- Opening Delimiter -

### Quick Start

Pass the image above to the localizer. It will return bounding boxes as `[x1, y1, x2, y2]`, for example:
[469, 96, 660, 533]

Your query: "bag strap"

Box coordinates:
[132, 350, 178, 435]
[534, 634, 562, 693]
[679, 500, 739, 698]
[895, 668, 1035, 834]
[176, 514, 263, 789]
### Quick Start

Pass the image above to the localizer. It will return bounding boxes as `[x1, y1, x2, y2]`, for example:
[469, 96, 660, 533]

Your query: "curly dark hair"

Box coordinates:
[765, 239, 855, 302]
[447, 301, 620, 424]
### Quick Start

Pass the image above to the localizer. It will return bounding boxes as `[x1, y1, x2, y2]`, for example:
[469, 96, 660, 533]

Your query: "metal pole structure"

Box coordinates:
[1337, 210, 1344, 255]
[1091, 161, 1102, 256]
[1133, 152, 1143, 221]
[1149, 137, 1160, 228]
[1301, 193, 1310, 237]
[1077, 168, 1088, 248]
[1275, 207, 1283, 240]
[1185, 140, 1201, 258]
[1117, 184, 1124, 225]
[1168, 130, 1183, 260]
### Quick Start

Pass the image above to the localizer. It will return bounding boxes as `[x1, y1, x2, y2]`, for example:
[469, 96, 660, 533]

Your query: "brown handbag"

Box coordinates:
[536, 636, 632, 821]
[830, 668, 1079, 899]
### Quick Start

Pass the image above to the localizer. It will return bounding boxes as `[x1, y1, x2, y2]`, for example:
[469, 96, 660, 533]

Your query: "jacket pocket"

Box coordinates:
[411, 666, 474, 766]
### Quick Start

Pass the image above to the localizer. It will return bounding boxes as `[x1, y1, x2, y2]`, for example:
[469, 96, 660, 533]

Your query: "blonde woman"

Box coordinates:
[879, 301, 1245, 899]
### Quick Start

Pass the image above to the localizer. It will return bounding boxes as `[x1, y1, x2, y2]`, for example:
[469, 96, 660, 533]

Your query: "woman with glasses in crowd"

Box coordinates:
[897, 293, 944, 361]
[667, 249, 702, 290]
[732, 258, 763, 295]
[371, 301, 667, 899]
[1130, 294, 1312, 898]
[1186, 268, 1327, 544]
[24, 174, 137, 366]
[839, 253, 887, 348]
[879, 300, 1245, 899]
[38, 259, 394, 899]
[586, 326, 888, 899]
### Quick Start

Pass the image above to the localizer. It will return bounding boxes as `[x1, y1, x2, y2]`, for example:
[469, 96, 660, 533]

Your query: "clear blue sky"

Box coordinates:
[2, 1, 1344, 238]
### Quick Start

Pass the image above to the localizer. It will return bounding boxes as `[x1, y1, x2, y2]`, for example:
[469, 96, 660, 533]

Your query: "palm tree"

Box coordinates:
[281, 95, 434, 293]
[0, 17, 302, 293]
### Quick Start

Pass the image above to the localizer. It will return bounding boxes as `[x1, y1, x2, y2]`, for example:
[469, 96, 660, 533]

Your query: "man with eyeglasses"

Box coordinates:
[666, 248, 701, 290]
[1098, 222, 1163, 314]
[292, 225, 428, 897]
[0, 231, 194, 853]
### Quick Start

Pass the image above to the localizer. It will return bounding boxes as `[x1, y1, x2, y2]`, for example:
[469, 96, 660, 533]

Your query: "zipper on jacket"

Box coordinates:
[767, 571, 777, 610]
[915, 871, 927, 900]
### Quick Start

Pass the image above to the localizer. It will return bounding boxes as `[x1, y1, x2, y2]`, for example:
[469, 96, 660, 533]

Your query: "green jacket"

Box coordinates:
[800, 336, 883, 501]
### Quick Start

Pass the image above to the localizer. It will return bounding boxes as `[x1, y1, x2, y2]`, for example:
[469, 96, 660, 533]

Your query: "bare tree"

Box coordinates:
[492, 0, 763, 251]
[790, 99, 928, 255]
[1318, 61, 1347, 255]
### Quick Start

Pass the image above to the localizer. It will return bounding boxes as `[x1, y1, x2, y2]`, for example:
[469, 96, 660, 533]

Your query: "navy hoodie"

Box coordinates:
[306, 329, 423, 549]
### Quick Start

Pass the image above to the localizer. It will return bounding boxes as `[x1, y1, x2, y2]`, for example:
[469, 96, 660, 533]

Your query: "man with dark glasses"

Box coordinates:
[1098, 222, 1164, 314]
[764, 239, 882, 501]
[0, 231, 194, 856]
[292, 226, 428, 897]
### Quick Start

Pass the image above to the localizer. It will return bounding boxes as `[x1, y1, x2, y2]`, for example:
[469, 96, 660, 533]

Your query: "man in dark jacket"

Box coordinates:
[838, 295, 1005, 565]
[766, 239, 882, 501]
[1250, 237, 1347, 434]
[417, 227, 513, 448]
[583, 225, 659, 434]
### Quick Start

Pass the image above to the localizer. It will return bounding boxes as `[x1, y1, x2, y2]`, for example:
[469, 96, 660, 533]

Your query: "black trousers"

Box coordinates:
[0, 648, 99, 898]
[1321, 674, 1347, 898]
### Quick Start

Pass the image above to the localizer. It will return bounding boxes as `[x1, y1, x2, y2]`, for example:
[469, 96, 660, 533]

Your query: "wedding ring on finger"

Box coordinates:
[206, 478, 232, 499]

- Closing Delimiter -

*Task description*. From the entries, report each line that includes the word "jacket".

*Answer*.
Your query: "jacket pocket"
Your query: "zipper on jacket"
Your query: "green jacket"
Your query: "man in dark jacket"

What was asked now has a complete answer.